INPUT DATA
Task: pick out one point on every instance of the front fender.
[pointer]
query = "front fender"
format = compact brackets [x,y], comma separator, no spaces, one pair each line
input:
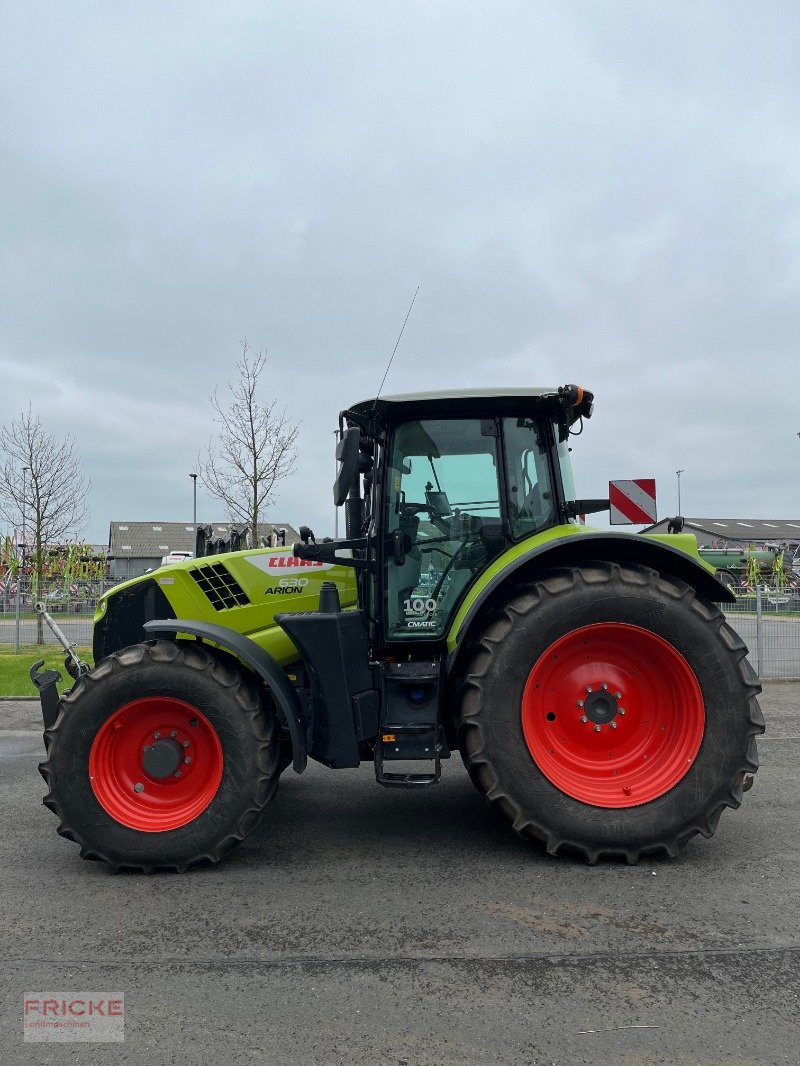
[259,661]
[578,547]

WHAT THIS TASK INVOLVES
Could you return each entry word for word, with the images omitted?

RESPONSE TO THE TASK
Task: pick out one point on every instance of the front fender.
[pointer]
query = "front fender"
format = compact brackets [x,y], comma separator, no spaces, one pair each line
input:
[259,661]
[578,547]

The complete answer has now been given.